* START SUPPLIED DATA *

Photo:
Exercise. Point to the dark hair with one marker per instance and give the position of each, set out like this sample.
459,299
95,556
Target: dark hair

* END SUPPLIED DATA *
* START SUPPLIED DATA *

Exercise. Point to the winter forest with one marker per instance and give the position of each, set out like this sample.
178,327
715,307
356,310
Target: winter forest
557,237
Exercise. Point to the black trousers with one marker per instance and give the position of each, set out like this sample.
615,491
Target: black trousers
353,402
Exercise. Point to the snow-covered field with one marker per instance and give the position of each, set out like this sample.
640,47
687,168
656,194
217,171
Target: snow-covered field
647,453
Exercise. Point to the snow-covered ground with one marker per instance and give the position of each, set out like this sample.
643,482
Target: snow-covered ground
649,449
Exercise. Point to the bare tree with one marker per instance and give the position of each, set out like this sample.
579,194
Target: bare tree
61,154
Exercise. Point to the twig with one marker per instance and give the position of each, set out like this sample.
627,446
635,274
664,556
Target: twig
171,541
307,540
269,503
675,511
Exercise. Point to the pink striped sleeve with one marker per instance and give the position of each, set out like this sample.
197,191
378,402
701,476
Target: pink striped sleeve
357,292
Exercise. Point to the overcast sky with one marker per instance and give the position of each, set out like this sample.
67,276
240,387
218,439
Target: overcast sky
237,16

* END SUPPLIED DATA *
* START SUPPLIED DATA *

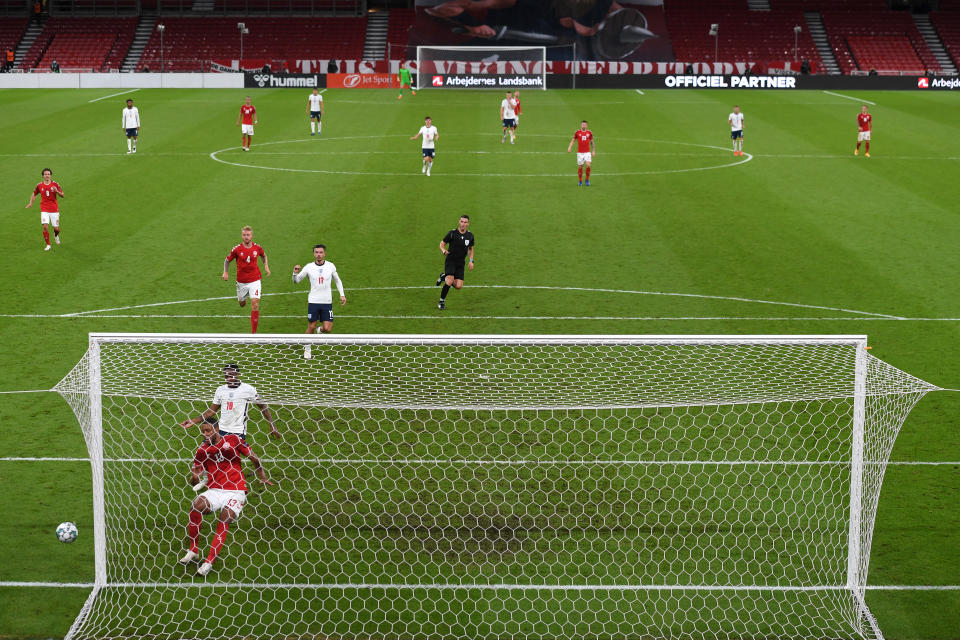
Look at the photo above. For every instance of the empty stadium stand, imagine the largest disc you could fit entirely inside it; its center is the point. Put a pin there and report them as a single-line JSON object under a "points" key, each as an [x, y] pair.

* END SUPPLIED DATA *

> [THE PROBLEM]:
How many lines in the data above contain the word "hair"? Reply with the number only.

> [TASK SOLUTION]:
2